* [DATA]
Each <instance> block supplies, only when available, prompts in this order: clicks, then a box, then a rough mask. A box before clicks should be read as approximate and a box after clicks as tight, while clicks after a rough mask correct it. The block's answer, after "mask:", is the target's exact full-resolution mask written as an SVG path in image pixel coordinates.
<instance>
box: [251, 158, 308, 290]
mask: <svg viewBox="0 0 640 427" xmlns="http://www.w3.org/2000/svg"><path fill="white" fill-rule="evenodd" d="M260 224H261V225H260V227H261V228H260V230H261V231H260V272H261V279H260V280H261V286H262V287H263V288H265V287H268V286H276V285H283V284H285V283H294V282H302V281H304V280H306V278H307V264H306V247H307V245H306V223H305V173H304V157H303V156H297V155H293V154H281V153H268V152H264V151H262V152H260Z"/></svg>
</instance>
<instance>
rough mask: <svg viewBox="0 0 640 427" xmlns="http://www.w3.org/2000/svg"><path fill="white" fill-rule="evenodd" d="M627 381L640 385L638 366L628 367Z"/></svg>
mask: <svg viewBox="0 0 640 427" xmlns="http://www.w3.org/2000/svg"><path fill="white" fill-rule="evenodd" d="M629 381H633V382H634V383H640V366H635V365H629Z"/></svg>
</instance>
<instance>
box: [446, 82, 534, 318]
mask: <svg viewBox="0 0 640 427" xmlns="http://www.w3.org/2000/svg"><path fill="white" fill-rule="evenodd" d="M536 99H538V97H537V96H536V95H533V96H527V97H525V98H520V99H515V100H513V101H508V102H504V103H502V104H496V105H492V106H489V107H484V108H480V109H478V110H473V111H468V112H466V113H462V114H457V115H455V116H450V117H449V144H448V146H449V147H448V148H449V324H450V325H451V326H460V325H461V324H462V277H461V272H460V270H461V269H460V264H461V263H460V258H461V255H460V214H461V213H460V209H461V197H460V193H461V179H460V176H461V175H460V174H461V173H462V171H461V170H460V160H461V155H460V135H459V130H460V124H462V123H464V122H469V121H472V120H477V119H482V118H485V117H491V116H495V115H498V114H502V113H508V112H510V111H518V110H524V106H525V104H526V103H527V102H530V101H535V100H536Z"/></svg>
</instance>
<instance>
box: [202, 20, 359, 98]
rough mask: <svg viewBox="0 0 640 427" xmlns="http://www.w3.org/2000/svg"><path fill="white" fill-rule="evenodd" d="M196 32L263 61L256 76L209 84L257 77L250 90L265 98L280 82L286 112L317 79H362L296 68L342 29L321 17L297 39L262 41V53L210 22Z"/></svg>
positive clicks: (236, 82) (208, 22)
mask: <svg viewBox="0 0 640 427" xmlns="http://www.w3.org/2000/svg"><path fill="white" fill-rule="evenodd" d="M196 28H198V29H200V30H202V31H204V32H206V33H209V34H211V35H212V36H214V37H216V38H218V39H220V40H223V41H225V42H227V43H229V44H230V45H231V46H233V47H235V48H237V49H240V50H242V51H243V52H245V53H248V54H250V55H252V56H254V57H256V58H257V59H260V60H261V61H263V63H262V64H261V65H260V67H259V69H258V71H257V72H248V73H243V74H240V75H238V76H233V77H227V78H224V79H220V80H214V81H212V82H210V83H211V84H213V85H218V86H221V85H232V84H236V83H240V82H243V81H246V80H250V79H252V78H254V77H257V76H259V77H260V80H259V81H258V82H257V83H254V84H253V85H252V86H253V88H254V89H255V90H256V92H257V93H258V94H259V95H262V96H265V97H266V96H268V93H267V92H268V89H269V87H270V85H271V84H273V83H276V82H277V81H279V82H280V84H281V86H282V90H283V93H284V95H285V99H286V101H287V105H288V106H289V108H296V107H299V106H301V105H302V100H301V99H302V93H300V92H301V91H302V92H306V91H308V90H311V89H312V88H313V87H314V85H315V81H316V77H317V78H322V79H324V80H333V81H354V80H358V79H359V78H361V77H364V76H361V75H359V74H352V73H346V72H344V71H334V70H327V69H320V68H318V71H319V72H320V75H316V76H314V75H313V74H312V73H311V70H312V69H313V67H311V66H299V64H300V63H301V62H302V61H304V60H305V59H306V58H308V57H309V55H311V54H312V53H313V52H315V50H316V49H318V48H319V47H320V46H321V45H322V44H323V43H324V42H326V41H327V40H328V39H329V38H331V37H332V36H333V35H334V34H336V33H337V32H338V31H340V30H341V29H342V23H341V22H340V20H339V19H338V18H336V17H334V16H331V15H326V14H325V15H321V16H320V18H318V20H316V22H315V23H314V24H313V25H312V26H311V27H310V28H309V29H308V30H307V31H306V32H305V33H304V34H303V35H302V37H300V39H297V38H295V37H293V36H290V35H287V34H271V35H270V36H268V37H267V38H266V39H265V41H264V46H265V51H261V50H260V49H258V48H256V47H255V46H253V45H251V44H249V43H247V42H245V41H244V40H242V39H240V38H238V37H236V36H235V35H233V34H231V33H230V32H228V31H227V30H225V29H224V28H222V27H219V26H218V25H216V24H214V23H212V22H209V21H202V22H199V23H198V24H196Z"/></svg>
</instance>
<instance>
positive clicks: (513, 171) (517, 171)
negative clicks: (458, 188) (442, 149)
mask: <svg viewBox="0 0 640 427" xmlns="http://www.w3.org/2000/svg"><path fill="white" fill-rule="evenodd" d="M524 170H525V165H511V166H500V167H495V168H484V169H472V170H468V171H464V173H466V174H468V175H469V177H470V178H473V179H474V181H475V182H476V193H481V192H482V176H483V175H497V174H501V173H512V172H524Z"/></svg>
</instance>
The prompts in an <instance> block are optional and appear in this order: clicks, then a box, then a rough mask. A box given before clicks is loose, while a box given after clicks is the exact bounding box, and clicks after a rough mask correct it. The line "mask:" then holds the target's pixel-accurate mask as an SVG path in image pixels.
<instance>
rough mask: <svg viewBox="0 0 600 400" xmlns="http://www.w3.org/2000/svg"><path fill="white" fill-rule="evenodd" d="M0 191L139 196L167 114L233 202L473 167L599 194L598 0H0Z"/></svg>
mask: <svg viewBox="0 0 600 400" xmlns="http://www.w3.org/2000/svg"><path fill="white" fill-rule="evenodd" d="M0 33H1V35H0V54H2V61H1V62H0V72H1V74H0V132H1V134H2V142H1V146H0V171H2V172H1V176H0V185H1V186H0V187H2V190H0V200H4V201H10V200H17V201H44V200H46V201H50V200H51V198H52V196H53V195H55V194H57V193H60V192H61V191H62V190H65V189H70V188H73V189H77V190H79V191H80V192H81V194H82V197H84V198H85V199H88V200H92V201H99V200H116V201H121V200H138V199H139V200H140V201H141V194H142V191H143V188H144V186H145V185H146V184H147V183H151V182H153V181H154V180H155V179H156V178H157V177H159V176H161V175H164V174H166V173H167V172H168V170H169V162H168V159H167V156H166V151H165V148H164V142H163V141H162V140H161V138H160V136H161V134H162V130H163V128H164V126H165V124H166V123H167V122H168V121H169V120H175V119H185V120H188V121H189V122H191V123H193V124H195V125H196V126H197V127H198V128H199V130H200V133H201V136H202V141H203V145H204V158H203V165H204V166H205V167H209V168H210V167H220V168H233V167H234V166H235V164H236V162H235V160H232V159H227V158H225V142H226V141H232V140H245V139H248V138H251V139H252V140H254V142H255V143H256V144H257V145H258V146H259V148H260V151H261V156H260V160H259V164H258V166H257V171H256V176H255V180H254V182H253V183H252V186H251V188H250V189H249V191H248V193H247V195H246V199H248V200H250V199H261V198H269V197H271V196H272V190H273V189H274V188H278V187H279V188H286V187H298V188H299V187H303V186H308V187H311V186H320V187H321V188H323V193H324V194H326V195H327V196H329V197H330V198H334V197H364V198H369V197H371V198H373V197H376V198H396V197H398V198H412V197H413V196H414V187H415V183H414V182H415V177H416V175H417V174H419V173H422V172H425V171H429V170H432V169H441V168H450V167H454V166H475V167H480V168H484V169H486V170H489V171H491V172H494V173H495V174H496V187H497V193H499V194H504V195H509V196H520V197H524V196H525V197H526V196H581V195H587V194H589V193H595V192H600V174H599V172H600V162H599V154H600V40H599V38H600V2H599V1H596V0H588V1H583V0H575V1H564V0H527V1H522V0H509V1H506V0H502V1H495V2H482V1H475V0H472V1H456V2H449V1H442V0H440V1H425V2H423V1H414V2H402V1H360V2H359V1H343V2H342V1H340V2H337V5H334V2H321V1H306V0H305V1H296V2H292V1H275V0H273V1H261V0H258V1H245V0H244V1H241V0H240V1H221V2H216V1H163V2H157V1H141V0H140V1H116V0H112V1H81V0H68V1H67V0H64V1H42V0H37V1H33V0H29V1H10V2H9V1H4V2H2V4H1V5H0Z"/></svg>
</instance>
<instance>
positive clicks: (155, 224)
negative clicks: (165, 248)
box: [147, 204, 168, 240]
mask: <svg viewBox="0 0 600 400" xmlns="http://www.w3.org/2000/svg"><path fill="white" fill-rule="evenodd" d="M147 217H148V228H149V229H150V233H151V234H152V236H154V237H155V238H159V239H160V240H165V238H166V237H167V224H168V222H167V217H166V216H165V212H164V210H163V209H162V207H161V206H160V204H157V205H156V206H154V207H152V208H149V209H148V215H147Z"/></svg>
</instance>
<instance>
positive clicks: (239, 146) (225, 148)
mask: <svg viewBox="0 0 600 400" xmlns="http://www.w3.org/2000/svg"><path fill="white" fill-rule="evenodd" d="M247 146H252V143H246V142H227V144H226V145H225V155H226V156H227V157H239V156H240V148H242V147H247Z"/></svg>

* [TO DO]
From the listing above, report the number of lines containing the string "image", without any accompanying remarks.

* [EXPECTED ANSWER]
2